◆ Task to carry out: Replace every "target" with "object" in the items, starting at the first line and ending at the line containing "answer field: every", and leave everything else unchanged. Give back only those lines.
=-=-=-=-=
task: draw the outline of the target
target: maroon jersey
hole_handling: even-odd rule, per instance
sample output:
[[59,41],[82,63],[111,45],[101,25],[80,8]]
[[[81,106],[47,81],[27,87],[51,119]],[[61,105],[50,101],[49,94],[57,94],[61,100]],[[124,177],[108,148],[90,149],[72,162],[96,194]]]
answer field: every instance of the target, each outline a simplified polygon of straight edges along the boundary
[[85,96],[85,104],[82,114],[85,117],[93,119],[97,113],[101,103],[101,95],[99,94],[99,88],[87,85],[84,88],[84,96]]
=-=-=-=-=
◆ Reply:
task: draw the outline of the object
object: maroon jersey
hole_handling: even-odd rule, per instance
sample output:
[[59,41],[82,63],[111,45],[101,25],[80,8]]
[[[81,106],[47,81],[27,87],[51,119]],[[61,105],[50,101],[49,94],[57,94],[61,100]],[[124,177],[108,148],[90,149],[72,162],[96,194]]]
answer field: every instance of the object, each outline a simplified polygon of straight edges along the boundary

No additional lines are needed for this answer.